- [READING PASSAGE]

The CONTROL PANEL MICROPROCESSOR is solely responsible for the following functions:

Answer 4

• controls the automatic drop down of the passenger oxygen masks at 14,000 foot cabin altitude
• provides the instruction to limit cabin altitude to 14,500 ± 500 feet
• controls the opening and closing speed of the ground valve during ground sequences to avoid any perturbation of the outflow valve

Question 5

CABIN ALT caution message and ‘Cabin Pressure’ aural

On the primary page, the control panel microprocessor and active pressure controller provides these messages

Answer 5

cabin altitude greater than or equal to 8500 ft.

Question 6

CABIN ALT warning message

On the primary page, the control panel microprocessor and active pressure controller provides these messages

Answer 6

cabin altitude cabin altitude greater than or equal to 10000 ft

Question 7

DIFF PRESS warning message

On the primary page, the control panel microprocessor and active pressure controller provides these messages

Answer 7

differential pressure greater than or equal to 8.6 PSID

Question 8

At 10000 ft. CABIN ALTITUDE, both the active controller and control panel microprocessor will illuminate the

Answer 8

NO SMOKING/ FASTEN SEAT BELT signs if the switches are selected to AUTO.

Question 9

With a failure of the CPCP, what will not occur?

Answer 9

automatic drop down of the passenger oxygen and illumination of the seat belt and no smoking signs will not occur.

Question 10

The purpose of the Outflow Valve

Answer 10

The electrical outflow valve is located on the aft pressure bulkhead and controls the discharge rate of air from the aircraft.

The outflow valve mechanism is activated by a triple-motored actuator. The DC motors are associated with one of three operating channels. Each CPC controls its own DC motor on the actuator to modulate the outflow valve. The third DC motor is used during manual pressurization. In automatic mode, the active CPC maintains the aircraft pressurization schedule by electrically modulating the outflow valve to control the discharge rate.
In manual mode, the outflow valve is controlled electrically by switches on the CABIN PRESS panel. From the control panel, the pilot can command the system to hold a cabin altitude or manually control the rate at which the cabin pressure climbs or descends.

Page 7-20 in the Mesa systems book

Question 11

The purpose of the Safety Valves?

Answer 11

The safety valves are located on the aft pressure bulkhead and provide over-pressure and negative pressure relief.
The valves are pneumatically operated and spring-loaded closed. When the cabin differential pressure exceeds normal limits, the safety valves open to relieve the excessive pressure.
Should a negative pressure condition develop, (ambient pressure is greater than cabin pressure), the safety valves open to equalize the pressure.
Pg 7-21

Question 12

Purpose of the Ground Valve

()=important shit

Answer 12

(The ground valve is used to ensure that the aircraft is depressurize when on the ramp and to dump overboard the air used in ventilating the CRTs and avionics bay’s electronic equipment.)

- [DATA PROVIDED]
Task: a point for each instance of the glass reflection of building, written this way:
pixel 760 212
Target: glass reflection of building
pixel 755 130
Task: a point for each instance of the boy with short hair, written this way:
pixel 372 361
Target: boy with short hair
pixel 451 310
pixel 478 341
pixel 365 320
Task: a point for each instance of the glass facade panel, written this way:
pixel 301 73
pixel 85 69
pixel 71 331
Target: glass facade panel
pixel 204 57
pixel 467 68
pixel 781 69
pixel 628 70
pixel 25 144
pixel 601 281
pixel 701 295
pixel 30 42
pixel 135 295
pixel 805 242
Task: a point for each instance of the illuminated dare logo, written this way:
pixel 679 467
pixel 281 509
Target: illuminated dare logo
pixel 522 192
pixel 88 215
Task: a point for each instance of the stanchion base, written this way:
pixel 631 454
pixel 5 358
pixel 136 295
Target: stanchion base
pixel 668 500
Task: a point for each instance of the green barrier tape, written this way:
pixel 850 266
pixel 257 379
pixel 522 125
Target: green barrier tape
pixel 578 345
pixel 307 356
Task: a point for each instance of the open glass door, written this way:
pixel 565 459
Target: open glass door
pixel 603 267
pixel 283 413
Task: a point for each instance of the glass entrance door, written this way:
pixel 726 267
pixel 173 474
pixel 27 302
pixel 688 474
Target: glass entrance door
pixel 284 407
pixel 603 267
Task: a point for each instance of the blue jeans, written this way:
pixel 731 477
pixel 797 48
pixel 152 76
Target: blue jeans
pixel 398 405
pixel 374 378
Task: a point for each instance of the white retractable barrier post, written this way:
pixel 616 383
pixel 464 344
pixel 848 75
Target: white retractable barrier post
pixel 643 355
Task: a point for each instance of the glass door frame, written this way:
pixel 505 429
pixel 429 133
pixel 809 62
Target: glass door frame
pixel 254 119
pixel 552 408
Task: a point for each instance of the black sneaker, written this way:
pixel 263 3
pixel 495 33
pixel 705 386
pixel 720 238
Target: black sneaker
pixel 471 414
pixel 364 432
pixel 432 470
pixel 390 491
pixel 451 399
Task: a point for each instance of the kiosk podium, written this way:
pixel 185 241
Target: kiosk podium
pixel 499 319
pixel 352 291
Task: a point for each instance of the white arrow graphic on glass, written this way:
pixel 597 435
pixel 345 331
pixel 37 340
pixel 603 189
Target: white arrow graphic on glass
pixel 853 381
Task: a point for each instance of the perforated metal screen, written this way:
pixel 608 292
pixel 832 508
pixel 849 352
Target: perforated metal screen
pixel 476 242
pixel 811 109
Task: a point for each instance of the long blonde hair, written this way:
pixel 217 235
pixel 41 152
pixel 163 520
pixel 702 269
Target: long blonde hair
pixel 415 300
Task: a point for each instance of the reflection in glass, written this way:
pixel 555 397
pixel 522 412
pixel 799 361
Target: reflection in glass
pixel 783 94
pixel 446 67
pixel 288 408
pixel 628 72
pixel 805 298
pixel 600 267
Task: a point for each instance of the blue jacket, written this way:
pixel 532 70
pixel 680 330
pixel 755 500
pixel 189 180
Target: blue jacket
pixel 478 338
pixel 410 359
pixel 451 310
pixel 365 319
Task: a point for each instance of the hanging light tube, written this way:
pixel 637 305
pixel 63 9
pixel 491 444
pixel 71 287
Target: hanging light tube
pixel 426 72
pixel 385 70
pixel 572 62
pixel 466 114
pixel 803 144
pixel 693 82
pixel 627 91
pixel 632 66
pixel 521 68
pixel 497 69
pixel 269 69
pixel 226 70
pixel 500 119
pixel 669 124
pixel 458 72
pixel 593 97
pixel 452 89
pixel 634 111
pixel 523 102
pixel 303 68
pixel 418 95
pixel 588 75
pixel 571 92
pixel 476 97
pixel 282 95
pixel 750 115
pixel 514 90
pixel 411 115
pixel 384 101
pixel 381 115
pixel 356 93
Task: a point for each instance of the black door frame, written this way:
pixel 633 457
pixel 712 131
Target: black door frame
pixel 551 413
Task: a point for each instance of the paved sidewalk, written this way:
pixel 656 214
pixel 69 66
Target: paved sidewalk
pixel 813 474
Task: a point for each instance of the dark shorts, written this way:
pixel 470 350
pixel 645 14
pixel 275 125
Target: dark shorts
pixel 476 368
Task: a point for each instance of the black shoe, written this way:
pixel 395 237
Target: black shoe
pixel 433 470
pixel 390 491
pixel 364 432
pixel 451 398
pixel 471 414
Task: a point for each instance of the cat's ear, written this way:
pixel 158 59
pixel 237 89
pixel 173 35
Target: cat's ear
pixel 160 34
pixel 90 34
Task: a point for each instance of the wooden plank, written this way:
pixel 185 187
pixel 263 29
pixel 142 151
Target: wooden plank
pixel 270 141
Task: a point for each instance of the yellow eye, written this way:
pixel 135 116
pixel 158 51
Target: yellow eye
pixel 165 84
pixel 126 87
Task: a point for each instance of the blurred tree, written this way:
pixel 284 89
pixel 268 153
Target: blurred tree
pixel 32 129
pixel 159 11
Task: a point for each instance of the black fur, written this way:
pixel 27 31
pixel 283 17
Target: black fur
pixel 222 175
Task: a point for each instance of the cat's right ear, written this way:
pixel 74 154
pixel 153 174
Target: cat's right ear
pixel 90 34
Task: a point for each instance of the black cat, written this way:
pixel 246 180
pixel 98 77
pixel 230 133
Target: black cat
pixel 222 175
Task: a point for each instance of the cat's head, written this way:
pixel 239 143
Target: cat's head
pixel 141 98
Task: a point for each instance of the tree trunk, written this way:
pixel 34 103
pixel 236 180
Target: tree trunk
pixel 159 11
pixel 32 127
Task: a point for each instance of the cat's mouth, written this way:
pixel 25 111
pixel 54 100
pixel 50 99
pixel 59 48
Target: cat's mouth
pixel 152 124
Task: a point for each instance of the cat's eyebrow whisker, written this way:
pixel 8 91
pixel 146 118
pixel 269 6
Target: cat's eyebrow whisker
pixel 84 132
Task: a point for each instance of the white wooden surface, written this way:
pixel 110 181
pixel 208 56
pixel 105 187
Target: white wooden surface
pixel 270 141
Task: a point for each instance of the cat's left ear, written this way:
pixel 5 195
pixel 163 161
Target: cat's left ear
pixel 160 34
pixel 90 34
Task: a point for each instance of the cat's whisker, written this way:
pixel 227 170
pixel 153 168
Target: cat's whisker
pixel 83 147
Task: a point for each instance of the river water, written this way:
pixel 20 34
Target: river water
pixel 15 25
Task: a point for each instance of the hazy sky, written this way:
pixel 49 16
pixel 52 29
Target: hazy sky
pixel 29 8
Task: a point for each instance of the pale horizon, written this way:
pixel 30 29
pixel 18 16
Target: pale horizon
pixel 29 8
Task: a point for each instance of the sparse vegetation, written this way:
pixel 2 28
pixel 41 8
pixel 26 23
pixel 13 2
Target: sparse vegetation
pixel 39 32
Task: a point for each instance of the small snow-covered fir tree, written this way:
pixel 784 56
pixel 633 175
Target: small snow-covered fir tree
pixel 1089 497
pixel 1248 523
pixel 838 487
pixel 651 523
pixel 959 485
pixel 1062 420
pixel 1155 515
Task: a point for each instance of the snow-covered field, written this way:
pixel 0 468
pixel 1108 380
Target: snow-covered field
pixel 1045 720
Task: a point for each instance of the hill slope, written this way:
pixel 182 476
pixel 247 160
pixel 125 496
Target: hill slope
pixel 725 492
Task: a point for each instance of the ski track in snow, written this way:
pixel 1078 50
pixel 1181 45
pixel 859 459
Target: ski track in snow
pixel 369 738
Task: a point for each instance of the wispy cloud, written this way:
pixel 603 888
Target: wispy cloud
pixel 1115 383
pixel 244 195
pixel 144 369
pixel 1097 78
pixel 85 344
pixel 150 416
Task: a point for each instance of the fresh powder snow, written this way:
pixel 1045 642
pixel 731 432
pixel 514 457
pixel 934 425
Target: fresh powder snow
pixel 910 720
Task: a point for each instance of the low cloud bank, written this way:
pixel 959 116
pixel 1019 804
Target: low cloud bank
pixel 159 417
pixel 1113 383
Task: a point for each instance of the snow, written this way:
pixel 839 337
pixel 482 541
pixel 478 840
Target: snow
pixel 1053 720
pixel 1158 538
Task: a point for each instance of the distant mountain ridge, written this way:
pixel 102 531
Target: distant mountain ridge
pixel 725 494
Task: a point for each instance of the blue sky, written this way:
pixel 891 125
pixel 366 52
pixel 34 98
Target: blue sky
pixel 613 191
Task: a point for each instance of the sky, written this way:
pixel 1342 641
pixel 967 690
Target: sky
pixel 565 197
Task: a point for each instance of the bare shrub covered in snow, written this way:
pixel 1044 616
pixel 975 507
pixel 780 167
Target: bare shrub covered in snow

- [OBJECTIVE]
Answer these questions from the cabin pressurization text.
(a) Where are the safety valves located?
(b) What differential pressure produces the DIFF PRESS warning message?
(c) What activates the outflow valve mechanism?
Base your work solely on the cabin pressurization text, not on the entries.

- [EXERCISE RESULT]
(a) On the aft pressure bulkhead.
(b) A differential pressure greater than or equal to 8.6 PSID.
(c) A triple-motored actuator.